PROVIDED PASSAGE:
★ ★ ★ ★

# Season time on poplar / yellow tulip



## iskiatomic (Apr 19, 2009)

The neighbor to my right told me to drop some trees one was a yellow tulip/poplar. I understand this is decent burning for shoulder seasons. Is this a wood that dries quickly?

Been working posting some pics of my latest tasks and scores. I however having a tough time posting pics. Apparently my pics are to large to load. I need to shrink them, working on that.

Time for an adult beverage!


                                                                              KC


----------



## PA. Woodsman (Apr 19, 2009)

It doesn't take real long to season. It smokes a little bit, but its okay for quick fires and kindling. My neighbor has one on the border of our properties and it supplies me with tons of free kindling because stuff falls from it all the time!


----------



## BrotherBart (Apr 19, 2009)

I have a bunch of huge tulip pops on the place. The stuff holds a lot of water and takes at least a year to give it up.


----------



## iskiatomic (Apr 19, 2009)

Hmmmm, two replies. A bit conflicting as o the season time. One not so long, the other a year. I am still looking for a sixth, seventh, eighth opinion.



                         KC


----------



## North of 60 (Apr 19, 2009)

3rd opinion. It holds alot of water from fresh cut. I takes a good 12 monthes unless you like smoke or have split it in 2by2" pieces. Theres a big difference between ( it will burn ) and properly seasoned. My 2cents.
N of 60


----------



## LLigetfa (Apr 19, 2009)

You certainly don't want to burn Poplar before its time as it will smoke and stink to high heaven.  Give it a year if it was a live tree unless you split it into kin'lin size.


----------



## Todd (Apr 19, 2009)

We don't have Yellow Poplar around here as far as I know, but all the other Poplars or so called Popple I've cut up will dry faster than most hardwoods, but it's still best when you wait at least 1 year just like all firewood.


----------



## Backwoods Savage (Apr 19, 2009)

Todd, you are right in that we don't have them. Methinks there is a huge difference in the two though.


----------



## gpcollen1 (Apr 20, 2009)

This is American Tulip and not a real Poplar right - Liridendron Tulipifera??

I found the tulip dried pretty quickly for me.  I got 3 cords a few years back but it was already cut in logs and i am not sure how long it had been like that - though looked sort of fresh.  Splits easy but pops alot in the fire - and burns quickly.  Maybe because it is such a fast growing tree.


----------



## Wood Duck (Apr 20, 2009)

Tulip Tree / Yellow Poplar (Liriodendron tulipifera) isn't closely related to aspens/poplars/cottonwoods. I really don't understand why it is called Yellow Poplar. I have burned some and it makes nice firewood. It isn't a real dense wood, but burns well when dry. Which brings up your question - sorry I don't know how long it takes to dry.

★ ★ ★ ★

(Entries from a dataset)
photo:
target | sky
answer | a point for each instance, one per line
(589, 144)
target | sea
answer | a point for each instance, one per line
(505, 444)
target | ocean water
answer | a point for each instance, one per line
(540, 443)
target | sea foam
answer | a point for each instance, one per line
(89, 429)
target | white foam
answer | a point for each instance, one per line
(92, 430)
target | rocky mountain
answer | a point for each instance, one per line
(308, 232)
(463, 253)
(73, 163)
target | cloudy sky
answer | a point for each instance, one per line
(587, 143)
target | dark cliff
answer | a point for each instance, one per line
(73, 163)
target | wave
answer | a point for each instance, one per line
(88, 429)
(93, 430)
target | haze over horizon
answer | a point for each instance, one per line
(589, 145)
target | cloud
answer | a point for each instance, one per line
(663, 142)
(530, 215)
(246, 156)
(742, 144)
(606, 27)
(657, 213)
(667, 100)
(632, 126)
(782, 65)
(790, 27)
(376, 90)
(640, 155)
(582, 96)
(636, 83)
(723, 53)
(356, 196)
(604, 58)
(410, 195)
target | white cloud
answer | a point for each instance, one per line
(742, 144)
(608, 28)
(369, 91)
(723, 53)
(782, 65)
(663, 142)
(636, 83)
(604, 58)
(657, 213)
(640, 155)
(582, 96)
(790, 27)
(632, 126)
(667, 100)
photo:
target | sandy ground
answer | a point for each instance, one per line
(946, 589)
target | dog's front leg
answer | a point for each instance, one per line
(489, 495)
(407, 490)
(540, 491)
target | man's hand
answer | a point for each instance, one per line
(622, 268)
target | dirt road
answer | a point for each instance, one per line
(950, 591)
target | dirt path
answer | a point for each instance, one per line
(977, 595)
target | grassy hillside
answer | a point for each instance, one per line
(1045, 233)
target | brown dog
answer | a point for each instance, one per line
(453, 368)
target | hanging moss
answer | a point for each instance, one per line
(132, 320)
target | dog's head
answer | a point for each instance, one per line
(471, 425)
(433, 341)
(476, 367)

★ ★ ★ ★

Answer these questions about the forum thread on seasoning tulip poplar:
1. According to North of 60, how long does the wood take to season unless it is split into 2by2" pieces or you like smoke?
2. How many cords of tulip did gpcollen1 get a few years back?
3. What scientific name does Wood Duck give for Tulip Tree / Yellow Poplar?

1. A good 12 months.
2. Three cords.
3. Liriodendron tulipifera.